* **Task details**: Count the lines in the listing below that contain the word "pole". Reply with the number alone.
-- START OF Material to process --
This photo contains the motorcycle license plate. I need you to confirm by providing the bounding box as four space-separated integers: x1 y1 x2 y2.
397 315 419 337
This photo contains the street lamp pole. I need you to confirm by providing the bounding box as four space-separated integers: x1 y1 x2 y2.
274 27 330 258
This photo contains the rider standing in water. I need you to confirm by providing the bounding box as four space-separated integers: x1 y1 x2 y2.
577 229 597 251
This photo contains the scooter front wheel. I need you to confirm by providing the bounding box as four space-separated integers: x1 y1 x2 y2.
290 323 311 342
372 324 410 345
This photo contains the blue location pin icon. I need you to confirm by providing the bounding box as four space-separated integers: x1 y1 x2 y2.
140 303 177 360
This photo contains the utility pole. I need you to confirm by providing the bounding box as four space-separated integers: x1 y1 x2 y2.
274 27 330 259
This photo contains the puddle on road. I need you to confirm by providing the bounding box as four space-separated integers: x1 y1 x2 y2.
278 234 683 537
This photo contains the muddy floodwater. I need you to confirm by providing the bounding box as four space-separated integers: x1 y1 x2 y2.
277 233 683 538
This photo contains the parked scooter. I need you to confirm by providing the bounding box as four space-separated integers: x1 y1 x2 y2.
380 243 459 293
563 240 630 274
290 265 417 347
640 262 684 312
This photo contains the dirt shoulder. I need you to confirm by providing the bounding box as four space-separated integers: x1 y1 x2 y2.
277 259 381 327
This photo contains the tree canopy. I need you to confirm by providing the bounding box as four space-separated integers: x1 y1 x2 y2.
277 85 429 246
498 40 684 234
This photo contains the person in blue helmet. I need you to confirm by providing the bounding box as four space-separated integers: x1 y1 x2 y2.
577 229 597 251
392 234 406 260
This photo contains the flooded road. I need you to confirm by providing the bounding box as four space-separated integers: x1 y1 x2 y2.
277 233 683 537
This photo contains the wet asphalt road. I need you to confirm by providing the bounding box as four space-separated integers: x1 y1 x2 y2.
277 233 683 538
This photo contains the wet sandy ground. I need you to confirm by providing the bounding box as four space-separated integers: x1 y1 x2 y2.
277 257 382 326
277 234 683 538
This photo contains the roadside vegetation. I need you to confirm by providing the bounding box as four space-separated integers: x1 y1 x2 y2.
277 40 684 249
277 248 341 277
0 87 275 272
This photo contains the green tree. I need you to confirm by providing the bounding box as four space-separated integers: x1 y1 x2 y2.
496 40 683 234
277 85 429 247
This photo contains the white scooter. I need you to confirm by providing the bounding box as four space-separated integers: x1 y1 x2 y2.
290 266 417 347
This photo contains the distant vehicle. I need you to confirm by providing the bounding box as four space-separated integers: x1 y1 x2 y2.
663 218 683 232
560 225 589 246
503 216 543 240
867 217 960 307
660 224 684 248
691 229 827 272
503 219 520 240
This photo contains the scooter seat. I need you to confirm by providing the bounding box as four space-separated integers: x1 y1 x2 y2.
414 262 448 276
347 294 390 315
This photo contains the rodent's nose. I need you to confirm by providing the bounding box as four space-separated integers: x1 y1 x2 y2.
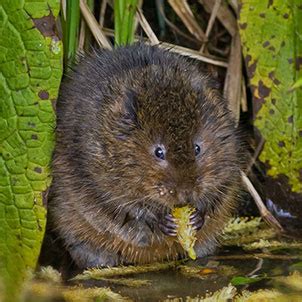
176 190 192 206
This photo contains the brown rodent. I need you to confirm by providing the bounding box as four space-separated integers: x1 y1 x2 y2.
48 44 240 268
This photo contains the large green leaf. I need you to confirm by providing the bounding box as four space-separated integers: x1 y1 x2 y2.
239 0 302 193
0 0 62 301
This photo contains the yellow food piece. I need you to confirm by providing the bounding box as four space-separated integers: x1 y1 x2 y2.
172 206 196 260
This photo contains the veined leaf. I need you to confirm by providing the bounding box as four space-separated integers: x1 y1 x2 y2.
239 0 302 193
0 0 62 301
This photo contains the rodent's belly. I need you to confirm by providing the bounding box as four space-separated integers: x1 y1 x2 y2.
64 204 185 268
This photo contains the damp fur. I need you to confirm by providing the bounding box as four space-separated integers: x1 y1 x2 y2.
48 44 240 268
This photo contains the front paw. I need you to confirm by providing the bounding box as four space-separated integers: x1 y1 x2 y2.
158 214 177 237
190 210 204 231
158 210 204 237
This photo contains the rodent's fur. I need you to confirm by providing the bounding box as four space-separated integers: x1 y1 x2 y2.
48 44 240 268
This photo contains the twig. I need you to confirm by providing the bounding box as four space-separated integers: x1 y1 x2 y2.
247 258 263 277
207 253 302 261
241 171 284 232
80 0 112 49
246 137 264 175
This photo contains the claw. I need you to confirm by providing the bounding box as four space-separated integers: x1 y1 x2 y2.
158 223 177 237
158 214 177 237
189 211 204 231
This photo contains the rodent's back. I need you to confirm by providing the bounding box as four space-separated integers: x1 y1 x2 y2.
49 45 240 266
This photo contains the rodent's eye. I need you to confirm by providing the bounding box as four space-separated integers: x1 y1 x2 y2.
154 147 166 160
194 144 201 156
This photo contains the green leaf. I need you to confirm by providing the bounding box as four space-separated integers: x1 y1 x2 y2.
231 276 266 286
0 0 62 301
239 0 302 192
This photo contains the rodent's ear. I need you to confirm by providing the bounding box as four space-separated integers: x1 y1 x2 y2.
122 90 139 127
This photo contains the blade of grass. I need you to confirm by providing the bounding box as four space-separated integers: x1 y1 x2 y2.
114 0 138 46
64 0 80 65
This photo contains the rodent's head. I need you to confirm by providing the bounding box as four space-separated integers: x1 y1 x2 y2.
83 63 239 217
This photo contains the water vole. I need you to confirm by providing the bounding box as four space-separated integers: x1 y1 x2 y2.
48 45 240 268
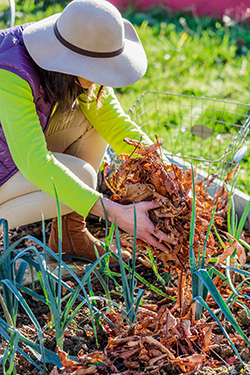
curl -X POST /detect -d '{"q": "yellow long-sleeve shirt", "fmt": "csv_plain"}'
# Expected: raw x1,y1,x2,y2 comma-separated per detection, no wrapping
0,69,152,217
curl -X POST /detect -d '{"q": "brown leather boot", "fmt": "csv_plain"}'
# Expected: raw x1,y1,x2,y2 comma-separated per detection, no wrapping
49,212,130,265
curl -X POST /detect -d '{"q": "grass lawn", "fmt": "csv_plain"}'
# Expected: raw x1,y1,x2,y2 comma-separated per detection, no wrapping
0,0,250,192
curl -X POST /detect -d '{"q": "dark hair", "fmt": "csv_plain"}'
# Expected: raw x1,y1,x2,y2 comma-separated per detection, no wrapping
39,67,104,112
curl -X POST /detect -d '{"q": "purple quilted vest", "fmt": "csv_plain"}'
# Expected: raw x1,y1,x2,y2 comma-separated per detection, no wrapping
0,24,55,185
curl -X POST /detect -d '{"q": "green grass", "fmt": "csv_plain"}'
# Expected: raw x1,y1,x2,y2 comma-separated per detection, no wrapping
0,0,250,192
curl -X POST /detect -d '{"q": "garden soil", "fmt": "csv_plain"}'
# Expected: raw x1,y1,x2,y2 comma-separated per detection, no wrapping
0,216,250,375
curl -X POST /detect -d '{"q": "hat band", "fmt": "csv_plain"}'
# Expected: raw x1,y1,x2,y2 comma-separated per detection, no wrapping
54,22,124,58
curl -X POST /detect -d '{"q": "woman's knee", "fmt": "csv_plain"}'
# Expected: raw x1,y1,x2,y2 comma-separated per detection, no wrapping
53,152,97,189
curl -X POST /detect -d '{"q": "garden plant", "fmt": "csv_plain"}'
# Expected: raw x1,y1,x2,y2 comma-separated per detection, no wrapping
0,0,250,375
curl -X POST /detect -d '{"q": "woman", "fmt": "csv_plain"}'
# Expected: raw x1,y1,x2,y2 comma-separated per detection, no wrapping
0,0,170,262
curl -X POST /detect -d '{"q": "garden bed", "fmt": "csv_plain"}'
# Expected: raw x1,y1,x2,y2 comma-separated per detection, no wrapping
0,140,250,375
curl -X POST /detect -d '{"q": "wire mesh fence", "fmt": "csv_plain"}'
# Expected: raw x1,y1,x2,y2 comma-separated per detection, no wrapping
129,91,250,191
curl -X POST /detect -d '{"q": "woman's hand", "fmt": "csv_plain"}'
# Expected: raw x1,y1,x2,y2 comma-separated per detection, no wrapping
91,198,173,252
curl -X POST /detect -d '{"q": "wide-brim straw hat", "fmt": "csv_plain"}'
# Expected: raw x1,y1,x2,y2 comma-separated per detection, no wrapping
23,0,147,87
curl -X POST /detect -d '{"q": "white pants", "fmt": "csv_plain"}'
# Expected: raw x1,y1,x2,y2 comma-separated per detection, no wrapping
0,106,107,228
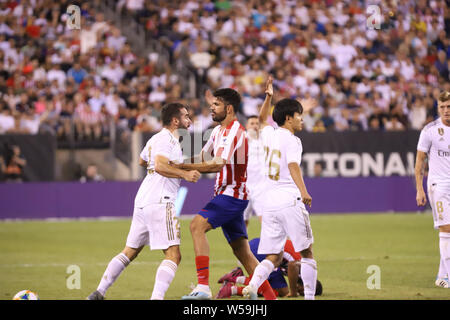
-- END OF Material to process --
* **Full response**: 2